* Exercise *
Transcribe the passage from the Wales & West rail article from "One member of" up to and including "pre-recorded safety announcements.".

* Document extract *
Wales and West

Wales & West
Franchise(s): Wales & West
13 October 1996 - 13 October 2001
Main region(s): Wales, South West
Other region(s): West Midlands, North West
Route km operated: 2525 [1]
National Rail abbreviation: WW
Parent company: Prism Rail

Wales & West[2] was a train operating company in the United Kingdom that operated the South Wales & West franchise from 1996 until 2001.

The franchise was operated by Prism Rail from October 1996 until July 2000, when the firm was taken over by National Express.[3][4] The company ceased to operate trains in October 2001, following a reorganization of rail franchises.


Originally privatized under the name South Wales and West Railway, the company operated a network of local and middle-distance services in South Wales and the south west of England. These ranged from rural services in Cornwall and Pembrokeshire to urban commuter services in the Bristol area.

Longer-distance services operated under the Alphaline brand provided regular links to North Wales and the north west of England, as well as to the South Coast and London Waterloo.[5]

Wales and West received considerable government subsidy. The first full financial year (1997/98) was supported by a payment of £70.9 million, with expenditure due to reduce to £38.1 million for its final trading year of 2003/4. The provisional claim from British Rail for the year 1996/97 had been £84.8 million, including an administered profit of £4.8 million.[1]

Rolling stock

Wales & West inherited a fleet of Class 143, Class 150, Class 153 and Class 158s from British Rail. Wales & West also hired-in some locomotive-hauled trains on occasion.[6]

Class Image Type Top speed Built
mph km/h
Class 143 Pacer Diesel multiple unit 75 120 1985–1986
Class 150 Sprinter Diesel multiple unit 75 120 1984–1987
Class 153 Super Sprinter Diesel multiple unit 75 120 1987–1988
Class 158 Express Sprinter Diesel multiple unit 90 145 1989–1992

Wales & West's fleet was maintained at Cardiff Canton and Exeter depots.


Wales & West carried out various enhancements to their 78-vehicle Class 158 fleet[1] including new carpets, internal repainting and upgrades to air conditioning equipment. Seating was replaced throughout, with a revised layout offering a greater proportion of seats at tables and fewer airline-style seats.

One member of the Class 158 fleet was used to trial additional safety features. This included an airline-style lighting strip along the carriage aisle leading to the exits and illuminated arrows above internal doorways.[7] In time, most of the company's trains also received an automated system of pre-recorded safety announcements.

* Data lines *
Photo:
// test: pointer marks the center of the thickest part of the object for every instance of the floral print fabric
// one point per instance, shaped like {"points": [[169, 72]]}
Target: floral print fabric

* Written response *
One member of the Class 158 fleet was used to trial additional safety features. This included an airline-style lighting strip along the carriage aisle leading to the exits and illuminated arrows above internal doorways.[7] In time, most of the company's trains also received an automated system of pre-recorded safety announcements.